Top of Given entries

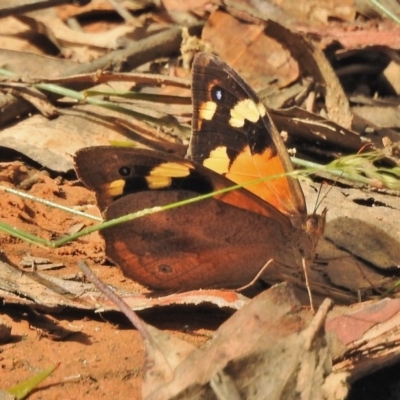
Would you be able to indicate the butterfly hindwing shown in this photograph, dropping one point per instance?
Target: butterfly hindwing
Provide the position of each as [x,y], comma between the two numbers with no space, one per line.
[217,242]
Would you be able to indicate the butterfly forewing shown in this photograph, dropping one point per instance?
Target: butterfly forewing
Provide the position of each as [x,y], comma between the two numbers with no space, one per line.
[234,135]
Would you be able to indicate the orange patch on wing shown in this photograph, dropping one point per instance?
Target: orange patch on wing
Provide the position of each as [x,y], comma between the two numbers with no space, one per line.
[248,167]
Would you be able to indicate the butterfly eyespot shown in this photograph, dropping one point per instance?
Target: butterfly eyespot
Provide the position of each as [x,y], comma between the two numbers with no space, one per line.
[165,269]
[217,94]
[124,171]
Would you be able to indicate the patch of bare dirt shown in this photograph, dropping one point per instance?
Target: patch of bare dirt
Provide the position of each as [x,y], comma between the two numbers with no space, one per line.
[100,355]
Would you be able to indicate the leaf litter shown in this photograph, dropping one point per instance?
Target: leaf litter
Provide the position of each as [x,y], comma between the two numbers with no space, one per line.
[266,327]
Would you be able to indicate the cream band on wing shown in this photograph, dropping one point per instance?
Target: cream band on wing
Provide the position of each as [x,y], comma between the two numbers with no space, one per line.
[246,109]
[171,170]
[207,110]
[161,176]
[158,182]
[218,160]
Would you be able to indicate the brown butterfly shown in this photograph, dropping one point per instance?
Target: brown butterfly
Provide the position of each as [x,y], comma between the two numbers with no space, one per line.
[225,240]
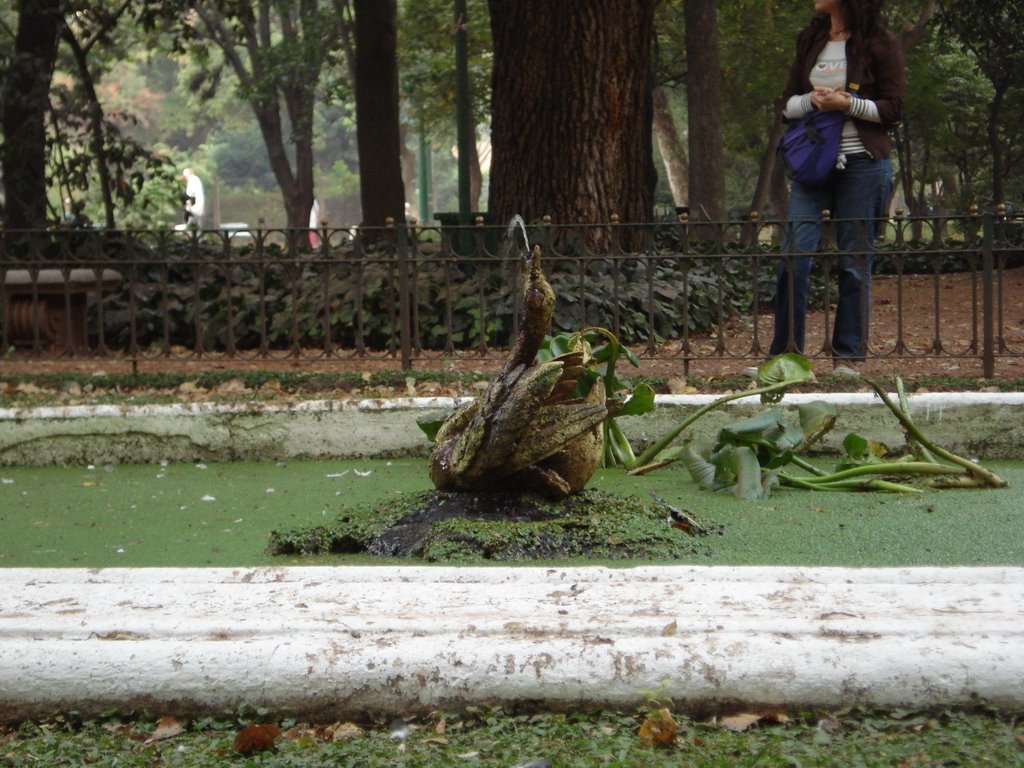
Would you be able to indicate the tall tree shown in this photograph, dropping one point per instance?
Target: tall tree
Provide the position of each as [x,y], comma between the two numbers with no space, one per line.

Bottom of Given entries

> _Exercise requirements_:
Could you restate, word for word, the lines above from the one with "Would you be able to indicate the patch" to the one with "Target: leaf litter", both included?

> _Answer for this exercise_:
Would you be able to indicate the patch of bare dirt shown in this photograph, dropping one point per instance?
Target: patch of bare dirt
Provide the position of each as [x,y], comma between the two numbers with no space, one per line.
[100,355]
Would you be able to indicate the leaf litter shown in this photograph, dropping one point per instance?
Target: leaf litter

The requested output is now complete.